>> Begin Material to process

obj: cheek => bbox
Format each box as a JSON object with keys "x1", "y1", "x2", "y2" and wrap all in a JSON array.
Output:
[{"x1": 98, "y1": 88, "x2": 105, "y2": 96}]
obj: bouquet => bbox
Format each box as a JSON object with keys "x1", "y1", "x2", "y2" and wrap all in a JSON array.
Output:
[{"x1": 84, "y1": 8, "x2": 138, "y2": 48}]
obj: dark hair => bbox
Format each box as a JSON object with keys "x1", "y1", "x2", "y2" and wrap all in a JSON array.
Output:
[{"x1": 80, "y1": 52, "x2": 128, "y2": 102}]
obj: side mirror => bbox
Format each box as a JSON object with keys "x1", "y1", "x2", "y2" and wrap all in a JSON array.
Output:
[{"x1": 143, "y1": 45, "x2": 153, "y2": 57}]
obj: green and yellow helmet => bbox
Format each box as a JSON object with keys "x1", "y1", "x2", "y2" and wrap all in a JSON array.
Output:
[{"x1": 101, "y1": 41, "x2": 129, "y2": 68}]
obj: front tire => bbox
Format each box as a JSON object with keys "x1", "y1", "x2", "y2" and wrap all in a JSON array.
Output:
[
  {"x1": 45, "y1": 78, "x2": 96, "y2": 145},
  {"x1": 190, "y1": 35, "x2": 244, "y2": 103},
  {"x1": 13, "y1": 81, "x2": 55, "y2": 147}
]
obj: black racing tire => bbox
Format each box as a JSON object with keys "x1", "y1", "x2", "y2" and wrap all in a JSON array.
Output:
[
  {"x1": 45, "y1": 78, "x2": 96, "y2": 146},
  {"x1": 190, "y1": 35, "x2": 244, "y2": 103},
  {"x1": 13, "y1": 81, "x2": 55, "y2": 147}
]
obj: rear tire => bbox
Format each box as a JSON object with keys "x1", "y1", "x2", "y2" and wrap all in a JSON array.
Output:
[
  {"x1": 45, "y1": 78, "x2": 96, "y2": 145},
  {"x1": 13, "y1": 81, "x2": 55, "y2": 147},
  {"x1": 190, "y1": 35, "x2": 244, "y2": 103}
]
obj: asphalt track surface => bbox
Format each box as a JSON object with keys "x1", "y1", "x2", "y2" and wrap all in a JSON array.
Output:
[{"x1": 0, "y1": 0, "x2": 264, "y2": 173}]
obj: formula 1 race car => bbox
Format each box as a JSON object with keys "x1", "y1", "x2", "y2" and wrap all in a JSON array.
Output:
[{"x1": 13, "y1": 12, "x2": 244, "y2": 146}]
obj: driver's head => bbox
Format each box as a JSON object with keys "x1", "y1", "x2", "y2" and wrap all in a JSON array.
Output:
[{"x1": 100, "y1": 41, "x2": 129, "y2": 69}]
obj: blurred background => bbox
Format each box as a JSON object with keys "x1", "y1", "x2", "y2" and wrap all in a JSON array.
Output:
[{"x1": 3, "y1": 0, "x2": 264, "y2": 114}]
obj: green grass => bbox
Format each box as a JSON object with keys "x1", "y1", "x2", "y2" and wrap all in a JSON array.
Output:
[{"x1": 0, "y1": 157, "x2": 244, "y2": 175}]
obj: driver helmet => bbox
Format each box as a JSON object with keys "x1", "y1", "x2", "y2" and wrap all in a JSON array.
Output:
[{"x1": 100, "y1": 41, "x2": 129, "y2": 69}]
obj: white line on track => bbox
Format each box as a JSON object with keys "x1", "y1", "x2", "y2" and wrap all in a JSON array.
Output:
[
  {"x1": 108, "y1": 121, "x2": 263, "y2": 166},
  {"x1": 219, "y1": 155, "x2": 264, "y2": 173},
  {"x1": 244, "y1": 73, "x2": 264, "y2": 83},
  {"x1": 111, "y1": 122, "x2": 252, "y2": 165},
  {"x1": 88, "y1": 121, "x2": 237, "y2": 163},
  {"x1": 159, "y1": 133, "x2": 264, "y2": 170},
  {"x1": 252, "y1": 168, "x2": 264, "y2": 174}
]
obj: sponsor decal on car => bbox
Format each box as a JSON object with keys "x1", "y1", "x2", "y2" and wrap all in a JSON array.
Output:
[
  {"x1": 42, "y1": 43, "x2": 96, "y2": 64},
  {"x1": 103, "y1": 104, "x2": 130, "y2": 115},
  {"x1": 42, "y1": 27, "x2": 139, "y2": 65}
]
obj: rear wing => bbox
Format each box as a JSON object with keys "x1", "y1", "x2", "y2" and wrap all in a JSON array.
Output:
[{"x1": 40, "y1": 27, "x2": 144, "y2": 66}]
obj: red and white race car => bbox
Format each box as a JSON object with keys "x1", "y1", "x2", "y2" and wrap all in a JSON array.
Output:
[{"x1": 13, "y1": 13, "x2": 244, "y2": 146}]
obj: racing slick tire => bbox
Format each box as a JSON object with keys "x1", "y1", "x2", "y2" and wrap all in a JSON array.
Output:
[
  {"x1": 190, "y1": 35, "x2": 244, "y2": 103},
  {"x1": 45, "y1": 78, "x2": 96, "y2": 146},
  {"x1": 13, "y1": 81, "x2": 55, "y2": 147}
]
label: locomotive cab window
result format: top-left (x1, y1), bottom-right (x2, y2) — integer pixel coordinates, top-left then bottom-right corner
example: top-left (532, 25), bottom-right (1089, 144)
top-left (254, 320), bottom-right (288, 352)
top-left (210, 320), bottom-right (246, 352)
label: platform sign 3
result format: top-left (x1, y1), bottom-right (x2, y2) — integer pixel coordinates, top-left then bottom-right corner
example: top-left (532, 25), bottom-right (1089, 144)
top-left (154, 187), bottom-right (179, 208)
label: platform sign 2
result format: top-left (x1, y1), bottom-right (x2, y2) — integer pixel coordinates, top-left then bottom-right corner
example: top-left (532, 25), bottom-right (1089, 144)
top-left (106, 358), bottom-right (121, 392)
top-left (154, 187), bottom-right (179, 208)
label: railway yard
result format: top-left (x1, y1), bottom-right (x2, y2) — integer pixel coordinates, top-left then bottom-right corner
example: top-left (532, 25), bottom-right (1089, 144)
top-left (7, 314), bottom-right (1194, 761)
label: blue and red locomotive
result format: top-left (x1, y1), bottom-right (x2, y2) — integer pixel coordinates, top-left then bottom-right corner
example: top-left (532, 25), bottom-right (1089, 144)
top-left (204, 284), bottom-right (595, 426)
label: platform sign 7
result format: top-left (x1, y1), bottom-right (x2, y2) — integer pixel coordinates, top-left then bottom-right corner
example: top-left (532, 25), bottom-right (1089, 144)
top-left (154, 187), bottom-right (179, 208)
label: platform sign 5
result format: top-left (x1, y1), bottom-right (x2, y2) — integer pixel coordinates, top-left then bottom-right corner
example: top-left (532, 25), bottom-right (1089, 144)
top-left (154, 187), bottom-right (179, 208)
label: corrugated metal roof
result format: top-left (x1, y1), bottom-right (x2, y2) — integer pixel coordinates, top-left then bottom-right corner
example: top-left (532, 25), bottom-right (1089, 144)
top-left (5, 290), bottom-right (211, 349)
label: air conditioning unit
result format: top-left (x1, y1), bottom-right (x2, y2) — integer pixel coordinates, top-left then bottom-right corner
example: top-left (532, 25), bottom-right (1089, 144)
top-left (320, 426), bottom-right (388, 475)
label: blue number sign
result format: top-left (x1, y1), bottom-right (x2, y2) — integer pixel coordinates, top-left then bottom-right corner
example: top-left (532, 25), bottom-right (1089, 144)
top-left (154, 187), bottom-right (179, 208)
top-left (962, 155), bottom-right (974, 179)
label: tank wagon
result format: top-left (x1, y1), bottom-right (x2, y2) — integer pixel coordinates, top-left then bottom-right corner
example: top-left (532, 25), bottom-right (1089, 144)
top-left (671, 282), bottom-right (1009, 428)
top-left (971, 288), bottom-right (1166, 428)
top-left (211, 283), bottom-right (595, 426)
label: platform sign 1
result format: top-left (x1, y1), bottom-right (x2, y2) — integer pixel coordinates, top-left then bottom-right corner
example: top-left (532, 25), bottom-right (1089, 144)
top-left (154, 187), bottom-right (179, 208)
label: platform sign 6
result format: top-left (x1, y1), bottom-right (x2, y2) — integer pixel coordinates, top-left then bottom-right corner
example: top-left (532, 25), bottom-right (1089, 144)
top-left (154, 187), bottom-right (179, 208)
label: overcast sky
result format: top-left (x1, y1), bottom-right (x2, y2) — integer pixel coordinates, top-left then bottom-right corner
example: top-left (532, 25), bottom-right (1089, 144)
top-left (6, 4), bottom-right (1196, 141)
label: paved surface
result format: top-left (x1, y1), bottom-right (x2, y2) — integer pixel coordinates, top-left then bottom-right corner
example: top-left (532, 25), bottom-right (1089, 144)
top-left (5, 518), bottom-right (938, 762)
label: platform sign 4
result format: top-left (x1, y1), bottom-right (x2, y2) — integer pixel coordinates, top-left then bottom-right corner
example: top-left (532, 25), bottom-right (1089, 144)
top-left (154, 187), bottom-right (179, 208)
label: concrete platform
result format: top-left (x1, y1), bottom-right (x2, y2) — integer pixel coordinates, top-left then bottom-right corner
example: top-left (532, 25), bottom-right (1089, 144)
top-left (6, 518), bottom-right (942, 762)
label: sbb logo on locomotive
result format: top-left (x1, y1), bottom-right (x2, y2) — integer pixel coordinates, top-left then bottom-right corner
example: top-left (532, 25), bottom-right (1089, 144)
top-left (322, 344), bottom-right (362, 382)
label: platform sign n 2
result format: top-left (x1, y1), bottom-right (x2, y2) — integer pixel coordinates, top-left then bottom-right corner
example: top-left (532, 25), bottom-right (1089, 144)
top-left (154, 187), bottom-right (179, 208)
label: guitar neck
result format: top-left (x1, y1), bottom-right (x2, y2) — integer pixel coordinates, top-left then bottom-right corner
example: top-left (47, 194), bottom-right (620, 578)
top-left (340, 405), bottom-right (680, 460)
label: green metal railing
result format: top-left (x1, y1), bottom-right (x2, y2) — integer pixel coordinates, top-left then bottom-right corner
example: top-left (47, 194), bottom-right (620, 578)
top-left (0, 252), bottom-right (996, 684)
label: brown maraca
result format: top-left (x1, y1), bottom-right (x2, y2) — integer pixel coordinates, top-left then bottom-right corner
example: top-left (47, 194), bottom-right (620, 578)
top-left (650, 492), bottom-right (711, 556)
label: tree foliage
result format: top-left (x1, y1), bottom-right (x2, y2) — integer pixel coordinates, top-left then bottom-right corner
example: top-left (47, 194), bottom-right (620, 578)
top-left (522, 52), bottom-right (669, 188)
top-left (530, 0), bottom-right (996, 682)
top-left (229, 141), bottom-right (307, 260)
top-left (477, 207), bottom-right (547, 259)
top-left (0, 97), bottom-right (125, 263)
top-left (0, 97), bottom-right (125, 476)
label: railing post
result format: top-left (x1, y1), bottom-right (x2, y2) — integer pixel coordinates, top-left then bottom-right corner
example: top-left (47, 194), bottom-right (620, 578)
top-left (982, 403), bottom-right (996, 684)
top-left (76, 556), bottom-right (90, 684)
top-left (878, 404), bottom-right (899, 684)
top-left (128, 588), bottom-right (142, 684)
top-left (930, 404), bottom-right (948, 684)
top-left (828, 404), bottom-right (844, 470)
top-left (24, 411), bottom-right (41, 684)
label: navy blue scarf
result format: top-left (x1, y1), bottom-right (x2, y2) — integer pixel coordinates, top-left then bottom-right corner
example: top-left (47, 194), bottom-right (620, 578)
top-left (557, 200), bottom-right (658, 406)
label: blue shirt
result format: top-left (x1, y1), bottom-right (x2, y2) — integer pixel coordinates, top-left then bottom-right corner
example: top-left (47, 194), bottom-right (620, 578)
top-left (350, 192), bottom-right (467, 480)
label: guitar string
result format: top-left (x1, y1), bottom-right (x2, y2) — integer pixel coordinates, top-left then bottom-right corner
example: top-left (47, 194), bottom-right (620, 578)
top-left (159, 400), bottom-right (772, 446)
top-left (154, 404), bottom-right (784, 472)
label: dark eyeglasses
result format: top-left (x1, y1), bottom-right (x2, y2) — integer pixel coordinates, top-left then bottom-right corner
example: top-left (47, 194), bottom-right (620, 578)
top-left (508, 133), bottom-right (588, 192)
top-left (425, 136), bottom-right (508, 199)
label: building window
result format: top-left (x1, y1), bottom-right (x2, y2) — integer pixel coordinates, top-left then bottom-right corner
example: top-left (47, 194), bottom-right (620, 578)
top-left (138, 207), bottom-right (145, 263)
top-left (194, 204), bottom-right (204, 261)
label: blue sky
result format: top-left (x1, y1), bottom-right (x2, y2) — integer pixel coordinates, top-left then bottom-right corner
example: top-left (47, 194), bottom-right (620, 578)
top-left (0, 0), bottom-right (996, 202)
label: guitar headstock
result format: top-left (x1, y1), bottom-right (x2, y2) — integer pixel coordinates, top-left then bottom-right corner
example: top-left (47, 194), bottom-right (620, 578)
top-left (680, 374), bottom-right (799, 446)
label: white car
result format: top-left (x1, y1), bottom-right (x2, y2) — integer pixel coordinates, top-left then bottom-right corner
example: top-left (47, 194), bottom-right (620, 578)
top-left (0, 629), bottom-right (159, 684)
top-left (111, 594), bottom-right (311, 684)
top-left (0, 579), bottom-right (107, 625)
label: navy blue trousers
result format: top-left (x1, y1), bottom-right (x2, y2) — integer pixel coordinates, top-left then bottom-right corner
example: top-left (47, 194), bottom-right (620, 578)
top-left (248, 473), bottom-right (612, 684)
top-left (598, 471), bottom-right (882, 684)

>> End Material to process

▶ _Work instructions_
Put every line from the one containing "label: paved surface" down to the one containing "top-left (5, 518), bottom-right (938, 762)", both included, into a JSON list of strings with one string per line. Leave out any blank lines.

▶ _Solution to this problem_
[
  "label: paved surface",
  "result format: top-left (x1, y1), bottom-right (x2, y2) — integer pixel coordinates, top-left then bottom-right corner",
  "example: top-left (532, 25), bottom-right (1089, 144)",
  "top-left (5, 518), bottom-right (938, 762)"
]